> SOURCE PASSAGE
◇ ◇ ◇ ◇

Pre-Flight Check

To test the installation

Adopted from Paco's Pre-Flight Check



In [2]:

    
import datetime
from pytz import timezone
print "Last run @%s" % (datetime.datetime.now(timezone('US/Pacific')))
#
import sys
print "Python Version : %s" % (sys.version)
#
from pyspark.sql import SparkSession 
print "Spark Version  : %s" % (spark.version)

from pyspark.context import SparkContext
print "Spark Version  : %s" % (sc.version)
#
from pyspark.conf import SparkConf
conf = SparkConf()
print conf.toDebugString()









    



Last run @2016-08-14 16:50:16.256951-07:00
Python Version : 2.7.12 |Continuum Analytics, Inc.| (default, Jun 29 2016, 11:09:23) 
[GCC 4.2.1 (Based on Apple Inc. build 5658) (LLVM build 2336.11.00)]
Spark Version  : 2.0.0
Spark Version  : 2.0.0
spark.app.name=PySparkShell
spark.master=local[*]
spark.submit.deployMode=client



In [3]:

    
data = xrange(1,101)



In [4]:

    
data_rdd = sc.parallelize(data)



In [5]:

    
data_rdd.take(3)









    Out[5]:





[1, 2, 3]



In [6]:

    
# Make sure rdd works
data_rdd.filter(lambda x: x < 10).collect()









    Out[6]:





[1, 2, 3, 4, 5, 6, 7, 8, 9]



In [6]:

    
data_rdd.top(5)









    Out[6]:





[100, 99, 98, 97, 96]



In [7]:

    
# Move on to dataFrames
df = data_rdd.map(lambda x:[x]).toDF(['SeqNo']) # needs each row as a list



In [8]:

    
df.show(10)









    



+-----+
|SeqNo|
+-----+
|    1|
|    2|
|    3|
|    4|
|    5|
|    6|
|    7|
|    8|
|    9|
|   10|
+-----+
only showing top 10 rows



In [9]:

    
df.filter(df.SeqNo <= 10).show()

◇ ◇ ◇ ◇

> DATA EXTRACT
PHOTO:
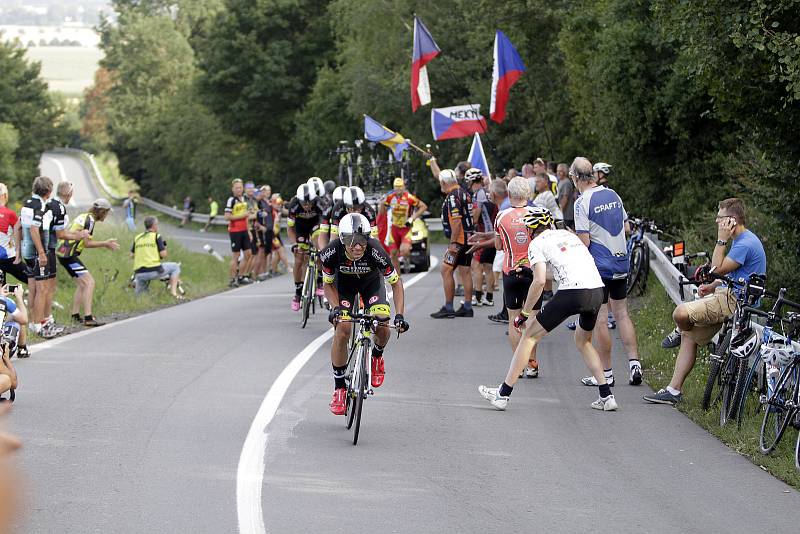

◇ ◇ ◇ ◇

> REQUIRED ACTIONS
[a] In the Spark pre-flight check notebook, what value does the output give for spark.master?
[b] Translate the comment "Make sure rdd works" from the Spark pre-flight check notebook into Spanish.
[c] Continue the Spark pre-flight check notebook from its last line of code onward.

> RESPONSES TO THE EXERCISE
[a] local[*]

[b] Asegúrate de que rdd funcione.

[c]
+-----+
|SeqNo|
+-----+
|    1|
|    2|
|    3|
|    4|
|    5|
|    6|
|    7|
|    8|
|    9|
|   10|
+-----+



In [10]:

    
import pyspark.sql.functions as F
df.withColumn("Square",F.pow(df.SeqNo,2)).show(10) # Normal pow doesn't take columns









    



+-----+------+
|SeqNo|Square|
+-----+------+
|    1|   1.0|
|    2|   4.0|
|    3|   9.0|
|    4|  16.0|
|    5|  25.0|
|    6|  36.0|
|    7|  49.0|
|    8|  64.0|
|    9|  81.0|
|   10| 100.0|
+-----+------+
only showing top 10 rows



In [11]:

    
# Reduce vs fold
rdd_1 = sc.parallelize([])



In [12]:

    
rdd_1.reduce(lambda a,b : a+b)









    



---------------------------------------------------------------------------
ValueError                                Traceback (most recent call last)
<ipython-input-12-db543e4a676c> in <module>()
----> 1 rdd_1.reduce(lambda a,b : a+b)

/Users/ksankar/Downloads/spark-1.6.0/python/pyspark/rdd.pyc in reduce(self, f)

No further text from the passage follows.